== Input rows
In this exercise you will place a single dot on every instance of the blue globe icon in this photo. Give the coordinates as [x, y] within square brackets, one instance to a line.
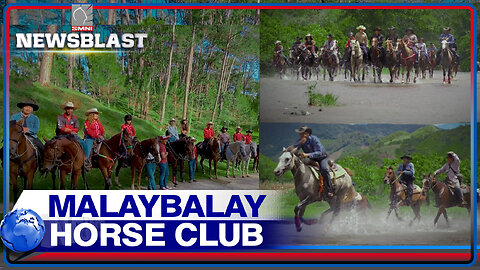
[22, 230]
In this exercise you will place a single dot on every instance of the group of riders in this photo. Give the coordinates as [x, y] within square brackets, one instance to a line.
[331, 45]
[94, 134]
[315, 155]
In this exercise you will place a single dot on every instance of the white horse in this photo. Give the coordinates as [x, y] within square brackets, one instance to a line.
[250, 151]
[307, 187]
[233, 152]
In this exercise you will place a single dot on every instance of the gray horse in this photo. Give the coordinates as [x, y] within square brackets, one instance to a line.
[233, 152]
[307, 187]
[250, 152]
[446, 61]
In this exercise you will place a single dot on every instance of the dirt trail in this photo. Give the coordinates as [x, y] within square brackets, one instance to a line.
[426, 102]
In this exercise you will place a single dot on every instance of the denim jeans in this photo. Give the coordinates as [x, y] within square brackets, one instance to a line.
[151, 175]
[192, 166]
[163, 174]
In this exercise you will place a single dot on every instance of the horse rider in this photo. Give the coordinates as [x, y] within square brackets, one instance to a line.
[295, 46]
[248, 137]
[450, 41]
[128, 125]
[411, 39]
[317, 155]
[452, 169]
[332, 45]
[172, 130]
[224, 139]
[406, 172]
[208, 133]
[362, 38]
[377, 34]
[432, 47]
[422, 47]
[184, 128]
[310, 45]
[67, 123]
[279, 50]
[350, 38]
[31, 125]
[393, 36]
[94, 131]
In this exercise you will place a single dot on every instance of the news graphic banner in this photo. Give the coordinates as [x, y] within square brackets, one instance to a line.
[107, 221]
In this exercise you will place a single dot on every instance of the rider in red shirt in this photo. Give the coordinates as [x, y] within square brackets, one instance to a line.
[128, 125]
[238, 136]
[248, 137]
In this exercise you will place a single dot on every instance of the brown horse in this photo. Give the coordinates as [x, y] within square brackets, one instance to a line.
[211, 152]
[67, 156]
[179, 151]
[376, 59]
[329, 63]
[432, 62]
[280, 64]
[391, 60]
[23, 161]
[119, 146]
[422, 66]
[139, 159]
[398, 196]
[443, 197]
[407, 61]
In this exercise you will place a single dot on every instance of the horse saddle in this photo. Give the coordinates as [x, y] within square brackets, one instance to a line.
[416, 189]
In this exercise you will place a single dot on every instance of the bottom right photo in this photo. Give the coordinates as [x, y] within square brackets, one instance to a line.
[370, 184]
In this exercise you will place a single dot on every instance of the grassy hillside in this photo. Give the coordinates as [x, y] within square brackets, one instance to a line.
[50, 100]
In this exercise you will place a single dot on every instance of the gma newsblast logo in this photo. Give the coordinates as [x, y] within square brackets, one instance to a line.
[82, 18]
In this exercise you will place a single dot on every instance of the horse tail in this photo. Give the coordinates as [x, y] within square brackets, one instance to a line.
[349, 172]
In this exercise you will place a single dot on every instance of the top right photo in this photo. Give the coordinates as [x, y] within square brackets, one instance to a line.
[366, 66]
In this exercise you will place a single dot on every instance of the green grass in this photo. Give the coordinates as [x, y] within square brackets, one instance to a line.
[319, 99]
[50, 100]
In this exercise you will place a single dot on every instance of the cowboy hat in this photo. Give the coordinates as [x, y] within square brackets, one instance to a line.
[301, 129]
[32, 103]
[69, 104]
[164, 137]
[93, 110]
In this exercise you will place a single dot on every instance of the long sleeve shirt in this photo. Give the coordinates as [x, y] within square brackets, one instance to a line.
====
Exercise brief:
Switch "single dot" to "small cross" throughout all of the items above and write them out again with everything else unchanged. Leave the pictures out.

Result of the exercise:
In this exercise you will place a small cross on every instance of the blue globe icon in this photo. Give the coordinates as [x, y] within square brackets, one instance to a line.
[22, 230]
In this exercise you will place a small cross on every instance of the group of riders in this photo. Give the coordinates as [x, y] within square brackets, one instance to a line.
[331, 45]
[94, 134]
[315, 155]
In this exercise you will place a small cross on every instance of the white horse in this photo. Give the coordinates as [x, y] within square brackets, one instance to a line.
[250, 151]
[307, 187]
[233, 152]
In this exercise you will place a small cross on every instance of the gray horse in this photo. Give the coordinates as [x, y] within square brackets, one instance to a line.
[233, 152]
[307, 187]
[250, 152]
[446, 61]
In this exercise you will place a small cross on every instance of the dirt trail in this photo. Give the coordinates as [x, y] within square brackets, one instance to a line.
[426, 102]
In this exercise you will place a small cross on every instance of the denim jeans in this photo. Give the coordinates as [x, y] within square brackets, one instance to a line.
[151, 175]
[192, 166]
[163, 174]
In this exercise you will place a small cross on every instance of the horse rider in this photo. Give the coordinates as [x, y] within square brackets, one instance to a line.
[295, 46]
[248, 137]
[450, 41]
[128, 125]
[411, 39]
[317, 155]
[452, 169]
[332, 45]
[172, 130]
[224, 139]
[406, 172]
[208, 133]
[362, 38]
[377, 34]
[432, 47]
[422, 47]
[184, 128]
[310, 45]
[67, 123]
[279, 50]
[350, 38]
[31, 125]
[393, 36]
[94, 131]
In this exercise you will place a small cross on every instance of the news graphic banner in this photo. Give the coordinates as [x, y] within square brackets, one instance to a line.
[107, 221]
In this exercise you will place a small cross on every instance of the rider in red shirt in this photo. Give the coordinates as [x, y] within square brackets, one instance to a line.
[128, 125]
[238, 136]
[248, 137]
In this exercise you will place a small cross on every instance of the brown horse in this photo. Give the coordinates as [x, y] within square brackets, one instance to a line.
[211, 152]
[67, 156]
[179, 151]
[376, 59]
[329, 63]
[432, 62]
[280, 64]
[391, 60]
[23, 161]
[119, 146]
[422, 66]
[139, 159]
[398, 196]
[443, 197]
[407, 61]
In this exercise you will place a small cross on every instance of the horse saddle in this photo. Give the coordinates as [x, y] within square brackets, one instance to a line.
[416, 189]
In this exercise you will place a small cross on every instance of the bottom right photo in this photo. Give the coordinates as [x, y] within square brackets, one instance to a line.
[370, 184]
In this exercise you will place a small cross on every instance of the grassy hillside in this photo. Give the coordinates as [x, y] within square brackets, one instance to a line.
[50, 100]
In this exercise you will place a small cross on every instance of the gma newsblast logo in this photo. Give the coordinates as [x, y] within square brackets, one instance to a line.
[82, 18]
In this exercise you will place a small cross on every instance of the horse tail in this photo. Give the coordinates as [x, y] within square brackets, one instance to a line.
[349, 172]
In this exercise you will place a small cross on every instance of the top right photo in this photo. Give the coordinates as [x, y] within square brackets, one instance to a line.
[366, 66]
In this exercise you will place a small cross on every instance of the green grass in this photo. Give the coordinates as [x, y] within square brackets, one instance to a line.
[319, 99]
[50, 100]
In this exercise you will place a small cross on every instance of the cowboy hat in this photo. Give the coordinates as [x, y] within square brackets, one instance to a line.
[301, 129]
[32, 103]
[69, 104]
[164, 137]
[93, 110]
In this exercise you will place a small cross on every instance of the long sleeve shirt in this photo. Give the coordinates as [x, y] within square brackets, one instance to a line.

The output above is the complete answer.